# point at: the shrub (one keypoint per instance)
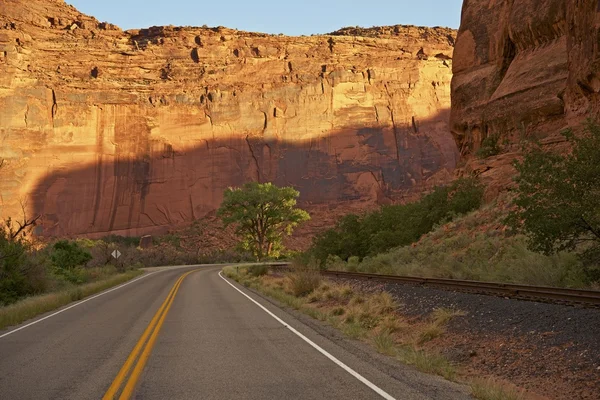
(68, 258)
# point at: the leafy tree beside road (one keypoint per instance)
(262, 213)
(558, 198)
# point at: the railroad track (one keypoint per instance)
(587, 298)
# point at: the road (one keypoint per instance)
(213, 343)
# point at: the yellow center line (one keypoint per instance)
(151, 331)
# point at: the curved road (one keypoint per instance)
(215, 343)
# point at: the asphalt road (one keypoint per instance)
(214, 343)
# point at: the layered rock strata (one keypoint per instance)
(524, 67)
(105, 130)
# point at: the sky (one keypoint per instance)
(294, 18)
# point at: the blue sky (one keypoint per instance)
(302, 17)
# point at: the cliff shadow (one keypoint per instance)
(161, 185)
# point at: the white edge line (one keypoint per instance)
(76, 304)
(352, 372)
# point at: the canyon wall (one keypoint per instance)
(131, 132)
(523, 68)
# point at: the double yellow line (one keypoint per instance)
(143, 346)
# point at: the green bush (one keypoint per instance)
(460, 250)
(489, 147)
(68, 260)
(396, 225)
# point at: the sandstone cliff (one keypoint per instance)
(524, 67)
(128, 132)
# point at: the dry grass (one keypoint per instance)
(372, 317)
(33, 306)
(303, 281)
(489, 389)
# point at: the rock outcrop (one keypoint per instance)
(524, 67)
(129, 132)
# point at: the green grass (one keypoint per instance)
(476, 246)
(492, 390)
(428, 362)
(371, 317)
(36, 305)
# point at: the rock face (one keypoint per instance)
(524, 67)
(130, 132)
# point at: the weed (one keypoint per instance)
(429, 332)
(490, 389)
(304, 281)
(32, 306)
(427, 362)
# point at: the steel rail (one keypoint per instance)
(527, 292)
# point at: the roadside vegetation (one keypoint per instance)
(360, 236)
(262, 214)
(477, 246)
(546, 231)
(373, 317)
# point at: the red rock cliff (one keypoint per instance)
(524, 67)
(127, 132)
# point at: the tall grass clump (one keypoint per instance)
(304, 280)
(358, 236)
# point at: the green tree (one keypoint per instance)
(396, 225)
(558, 195)
(262, 213)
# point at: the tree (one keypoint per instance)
(557, 203)
(262, 213)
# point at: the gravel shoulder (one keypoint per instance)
(551, 350)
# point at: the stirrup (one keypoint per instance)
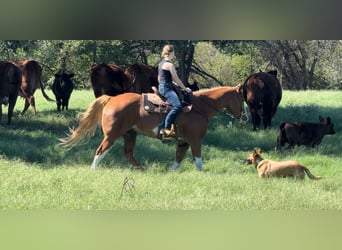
(168, 133)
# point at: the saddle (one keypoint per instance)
(155, 103)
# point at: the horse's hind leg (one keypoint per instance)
(102, 150)
(130, 138)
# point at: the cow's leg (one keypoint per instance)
(66, 103)
(58, 103)
(196, 153)
(12, 102)
(267, 120)
(255, 119)
(29, 101)
(130, 138)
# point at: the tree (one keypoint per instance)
(297, 60)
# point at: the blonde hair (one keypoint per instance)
(167, 50)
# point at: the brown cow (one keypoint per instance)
(31, 80)
(10, 79)
(304, 133)
(262, 93)
(112, 80)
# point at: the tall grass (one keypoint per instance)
(36, 173)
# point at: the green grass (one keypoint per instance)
(36, 173)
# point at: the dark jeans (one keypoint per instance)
(166, 90)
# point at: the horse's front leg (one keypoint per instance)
(182, 148)
(196, 153)
(130, 138)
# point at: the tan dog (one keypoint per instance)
(268, 168)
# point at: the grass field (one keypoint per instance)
(36, 173)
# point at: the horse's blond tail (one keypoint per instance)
(88, 123)
(310, 175)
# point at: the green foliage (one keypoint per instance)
(36, 173)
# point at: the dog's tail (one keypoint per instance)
(310, 175)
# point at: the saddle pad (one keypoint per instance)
(153, 103)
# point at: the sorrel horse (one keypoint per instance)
(121, 113)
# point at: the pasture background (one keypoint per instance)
(50, 199)
(36, 173)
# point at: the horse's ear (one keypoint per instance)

> [Task details]:
Reproduce the material above verbatim; omit every picture.

> [Written response]:
# point at: the shrub (one keypoint per instance)
(68, 258)
# point at: the leafy tree beside road (one keypoint per instance)
(262, 213)
(558, 198)
# point at: the railroad track (one keypoint per instance)
(587, 298)
# point at: the road (one keypoint per instance)
(213, 343)
# point at: the yellow center line (one keypoint per instance)
(151, 331)
# point at: the curved road (one keypoint per instance)
(215, 343)
# point at: the asphalt road (one keypoint per instance)
(214, 343)
# point at: the layered rock strata (one keypoint per instance)
(524, 67)
(105, 130)
# point at: the sky (one keypoint per instance)
(294, 18)
# point at: the blue sky (one keypoint per instance)
(302, 17)
# point at: the cliff shadow (one keypoint per instance)
(161, 185)
# point at: the white edge line (one keypoint per instance)
(76, 304)
(352, 372)
# point at: the canyon wall (one keypoint per instance)
(131, 132)
(523, 68)
# point at: the double yellow line (one keypoint per instance)
(143, 346)
# point at: the green bush (one keypoint per instance)
(460, 250)
(489, 147)
(68, 260)
(396, 225)
# point at: the sandstone cliff (one keypoint per instance)
(524, 67)
(128, 132)
# point at: the dry grass (one keypoint per instance)
(372, 317)
(33, 306)
(303, 281)
(489, 389)
# point at: the rock outcrop (one keypoint per instance)
(524, 67)
(129, 132)
# point at: the green grass (one keypoint per instance)
(476, 246)
(492, 390)
(428, 362)
(371, 317)
(36, 305)
# point at: the rock face (one keypoint per instance)
(524, 67)
(130, 132)
# point at: the weed (one keypoint per instance)
(429, 332)
(490, 389)
(304, 281)
(32, 306)
(427, 362)
# point at: the steel rail (one keypoint per instance)
(527, 292)
# point at: the roadside vegetation (one keypoint per instance)
(360, 236)
(262, 214)
(477, 246)
(546, 231)
(373, 317)
# point at: the red rock cliff (one keypoint per instance)
(524, 67)
(127, 132)
# point at: the tall grass clump (one keypoint per instance)
(304, 280)
(358, 236)
# point at: the green tree (one keypoint per instance)
(396, 225)
(558, 195)
(262, 213)
# point at: the tree (one keypoint per instance)
(557, 203)
(262, 213)
# point at: the gravel shoulder (one keypoint per instance)
(551, 350)
# point at: the stirrup (one keypoint per instance)
(168, 133)
# point at: the saddle (one keypoint per instance)
(155, 103)
# point at: the horse's hind leg (one keypoint per instance)
(102, 150)
(130, 138)
# point at: the cow's leg (one keypoint per instance)
(66, 103)
(58, 103)
(196, 153)
(12, 102)
(267, 120)
(255, 119)
(29, 101)
(130, 138)
# point at: the tree (one keypoint per instance)
(297, 60)
# point at: the blonde hair (one keypoint per instance)
(167, 50)
# point at: the brown cow (one keypoint per instance)
(31, 80)
(10, 79)
(304, 133)
(262, 93)
(112, 80)
# point at: the tall grass (one keypoint per instance)
(36, 173)
# point at: the green grass (one keypoint per instance)
(36, 173)
# point at: the dark jeans (one keypoint per instance)
(166, 90)
# point at: the horse's front leg (one keypoint per instance)
(182, 148)
(196, 153)
(130, 138)
# point at: the tan dog (one keypoint per instance)
(268, 168)
# point at: the grass field (one keypoint per instance)
(36, 173)
# point at: the horse's blond tail (one keypoint per instance)
(88, 123)
(310, 175)
# point at: the green foliage (one keypoint per instance)
(36, 173)
# point at: the dog's tail (one keypoint per instance)
(310, 175)
# point at: the saddle pad (one keypoint per instance)
(153, 103)
# point at: the sorrel horse (one keypoint per instance)
(121, 113)
# point at: the pasture background (one keypoint per instance)
(50, 199)
(36, 173)
# point at: the horse's ear (one keypoint per instance)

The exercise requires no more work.